§ WHAT THE TASK ASKS
Update the forum thread on thermodynamic work from "Near the end" up to and including "are concerned with.", putting "heat" wherever "thermal energy" appears.

** DOCUMENT TEXT follows **

Near the end of his life (probably late 1990s), Arnold Arons wrote a paper on the possibility of confusion when equating thermal energy and work. I can't lay my hands on it at the moment, but think it was in AJP. And, if I recall correctly (a real challenge anymore), Bridgeman also did some thinking about the same topic, though I couldn't begin to guess where that is published.

 

[rohanprabhu]

From wikipedia,

In thermodynamics, work is the quantity of energy transferred from one system to another without an accompanying transfer of entropy.

So, if that is the case, then it is not only the mechanical work we are concerned with.

 

[TVP45]

I found the Arons reference. It's in AJP, 67, Dec 199, p. 1067. However, I don't think it's a lot of help except to further point out the need for clarification.

I would argue we have to say "mechanical work" when we mean Fd; otherwise work will generally mean the gain or loss of energy (and, increasingly, we have to think of how to describe internal energy changes as well).

 

[stewartcs]

I found the Arons reference. It's in AJP, 67, Dec 199, p. 1067. However, I don't think it's a lot of help except to further point out the need for clarification.

I would argue we have to say "mechanical work" when we mean Fd; otherwise work will generally mean the gain or loss of energy (and, increasingly, we have to think of how to describe internal energy changes as well).

There is another AJP article by Claude M. Penchina that I remember on the Pseudowork-Energy Principle regarding this matter. I found it helpful.

AJP Volume 46, No. 3, March 1978, p. 295-296.

** End of DOCUMENT TEXT **
** DATA TO EXAMINE follows **

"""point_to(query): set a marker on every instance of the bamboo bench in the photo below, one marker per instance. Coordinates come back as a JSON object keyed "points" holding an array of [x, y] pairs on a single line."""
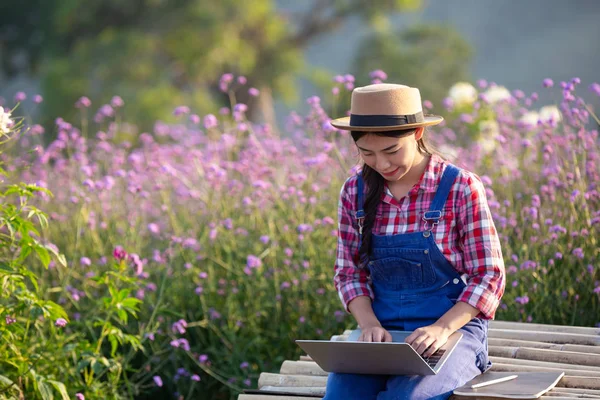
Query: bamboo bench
{"points": [[513, 346]]}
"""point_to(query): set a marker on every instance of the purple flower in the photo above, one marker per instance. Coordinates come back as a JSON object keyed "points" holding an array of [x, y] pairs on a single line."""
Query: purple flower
{"points": [[548, 82], [83, 102], [210, 121], [253, 262], [179, 326], [154, 228], [116, 102], [20, 96], [578, 252], [61, 322], [303, 228], [181, 110], [119, 254], [106, 110]]}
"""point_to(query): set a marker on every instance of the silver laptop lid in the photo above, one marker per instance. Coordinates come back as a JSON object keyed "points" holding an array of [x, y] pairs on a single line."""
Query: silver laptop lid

** End of DATA TO EXAMINE **

§ PROBLEM SOLUTION
Near the end of his life (probably late 1990s), Arnold Arons wrote a paper on the possibility of confusion when equating heat and work. I can't lay my hands on it at the moment, but think it was in AJP. And, if I recall correctly (a real challenge anymore), Bridgeman also did some thinking about the same topic, though I couldn't begin to guess where that is published.

 

[rohanprabhu]

From wikipedia,

In thermodynamics, work is the quantity of energy transferred from one system to another without an accompanying transfer of entropy.

So, if that is the case, then it is not only the mechanical work we are concerned with.